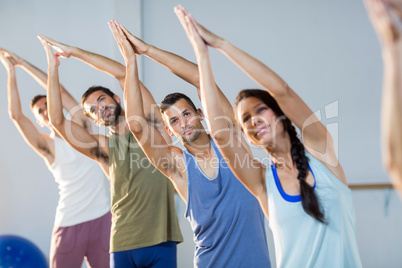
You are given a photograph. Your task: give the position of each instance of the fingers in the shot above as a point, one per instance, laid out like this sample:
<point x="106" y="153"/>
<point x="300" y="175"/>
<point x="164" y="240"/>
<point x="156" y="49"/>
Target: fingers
<point x="121" y="40"/>
<point x="181" y="14"/>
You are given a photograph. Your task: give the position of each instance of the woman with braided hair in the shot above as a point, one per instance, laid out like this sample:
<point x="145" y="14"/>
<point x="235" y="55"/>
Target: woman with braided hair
<point x="303" y="193"/>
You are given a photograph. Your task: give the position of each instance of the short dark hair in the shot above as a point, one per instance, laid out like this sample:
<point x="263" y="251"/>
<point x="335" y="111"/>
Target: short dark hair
<point x="172" y="98"/>
<point x="36" y="99"/>
<point x="92" y="90"/>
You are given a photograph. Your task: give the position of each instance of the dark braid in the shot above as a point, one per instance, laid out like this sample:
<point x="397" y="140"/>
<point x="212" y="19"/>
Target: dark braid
<point x="309" y="199"/>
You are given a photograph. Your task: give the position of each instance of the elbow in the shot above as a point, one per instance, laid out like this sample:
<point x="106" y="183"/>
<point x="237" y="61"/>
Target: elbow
<point x="15" y="116"/>
<point x="121" y="74"/>
<point x="57" y="121"/>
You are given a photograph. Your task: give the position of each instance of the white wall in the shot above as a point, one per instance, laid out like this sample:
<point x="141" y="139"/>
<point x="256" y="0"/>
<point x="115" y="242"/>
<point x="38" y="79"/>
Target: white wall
<point x="326" y="50"/>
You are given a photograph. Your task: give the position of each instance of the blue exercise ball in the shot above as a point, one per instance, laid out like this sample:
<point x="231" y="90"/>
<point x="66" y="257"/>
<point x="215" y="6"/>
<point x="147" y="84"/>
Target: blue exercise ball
<point x="18" y="252"/>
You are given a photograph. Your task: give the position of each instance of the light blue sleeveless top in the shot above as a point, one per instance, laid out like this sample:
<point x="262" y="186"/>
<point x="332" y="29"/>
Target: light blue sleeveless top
<point x="302" y="241"/>
<point x="226" y="219"/>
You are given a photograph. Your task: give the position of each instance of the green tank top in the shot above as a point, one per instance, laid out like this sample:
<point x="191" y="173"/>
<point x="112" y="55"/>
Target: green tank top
<point x="143" y="206"/>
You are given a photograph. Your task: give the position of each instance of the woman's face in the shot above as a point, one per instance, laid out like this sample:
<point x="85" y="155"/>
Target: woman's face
<point x="259" y="123"/>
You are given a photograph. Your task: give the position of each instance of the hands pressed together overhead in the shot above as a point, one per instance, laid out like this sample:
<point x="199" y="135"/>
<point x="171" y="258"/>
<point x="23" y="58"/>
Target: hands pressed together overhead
<point x="386" y="16"/>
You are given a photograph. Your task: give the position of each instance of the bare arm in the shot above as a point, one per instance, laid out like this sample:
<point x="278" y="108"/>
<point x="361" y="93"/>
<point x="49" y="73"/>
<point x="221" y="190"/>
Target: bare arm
<point x="315" y="136"/>
<point x="77" y="136"/>
<point x="387" y="21"/>
<point x="68" y="102"/>
<point x="220" y="114"/>
<point x="154" y="145"/>
<point x="38" y="141"/>
<point x="116" y="70"/>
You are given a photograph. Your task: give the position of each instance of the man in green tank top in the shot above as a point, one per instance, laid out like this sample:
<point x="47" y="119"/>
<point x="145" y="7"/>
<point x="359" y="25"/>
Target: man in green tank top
<point x="144" y="220"/>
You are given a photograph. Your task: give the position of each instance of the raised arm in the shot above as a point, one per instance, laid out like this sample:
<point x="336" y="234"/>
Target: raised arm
<point x="93" y="146"/>
<point x="99" y="62"/>
<point x="68" y="102"/>
<point x="186" y="70"/>
<point x="221" y="122"/>
<point x="161" y="155"/>
<point x="386" y="17"/>
<point x="41" y="143"/>
<point x="114" y="69"/>
<point x="316" y="138"/>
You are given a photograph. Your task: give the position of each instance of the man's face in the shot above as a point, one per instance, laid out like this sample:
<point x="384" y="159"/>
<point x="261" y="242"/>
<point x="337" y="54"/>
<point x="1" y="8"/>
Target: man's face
<point x="183" y="122"/>
<point x="40" y="112"/>
<point x="102" y="108"/>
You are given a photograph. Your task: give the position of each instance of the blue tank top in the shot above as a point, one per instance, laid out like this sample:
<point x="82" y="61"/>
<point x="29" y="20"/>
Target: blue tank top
<point x="302" y="241"/>
<point x="226" y="219"/>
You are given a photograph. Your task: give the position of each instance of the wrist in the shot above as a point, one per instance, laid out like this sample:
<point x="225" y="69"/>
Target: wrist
<point x="391" y="52"/>
<point x="222" y="44"/>
<point x="11" y="71"/>
<point x="150" y="49"/>
<point x="75" y="51"/>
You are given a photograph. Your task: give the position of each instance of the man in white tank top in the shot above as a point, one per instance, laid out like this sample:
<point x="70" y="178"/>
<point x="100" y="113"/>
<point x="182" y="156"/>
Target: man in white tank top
<point x="82" y="222"/>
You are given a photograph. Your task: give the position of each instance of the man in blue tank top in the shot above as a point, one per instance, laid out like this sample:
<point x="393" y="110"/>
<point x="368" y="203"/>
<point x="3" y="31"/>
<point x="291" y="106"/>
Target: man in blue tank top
<point x="226" y="219"/>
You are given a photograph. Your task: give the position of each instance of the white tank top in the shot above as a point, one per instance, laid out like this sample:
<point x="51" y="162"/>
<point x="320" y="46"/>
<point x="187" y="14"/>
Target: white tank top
<point x="302" y="241"/>
<point x="83" y="187"/>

■ **PROBLEM STATEMENT**:
Copy the items from the line with "the man in blue" up to and including the last line of the items, replacing every "tank top" with "sleeveless shirt" and changing nothing else. Give only those lines.

■ **WRITTEN RESPONSE**:
You are given a photograph. Your task: give the position of each instance of the man in blue sleeveless shirt in the shot above as a point, one per instance, laid out like this sample:
<point x="393" y="110"/>
<point x="368" y="203"/>
<point x="3" y="31"/>
<point x="291" y="106"/>
Target: man in blue sleeveless shirt
<point x="226" y="219"/>
You are given a photograph. Your task: give the position of each instance of the white sleeveless shirt in the shot above as a point, one per instance, laid out like this sample:
<point x="51" y="162"/>
<point x="320" y="46"/>
<point x="187" y="14"/>
Target: white sleeveless shirt
<point x="302" y="241"/>
<point x="83" y="187"/>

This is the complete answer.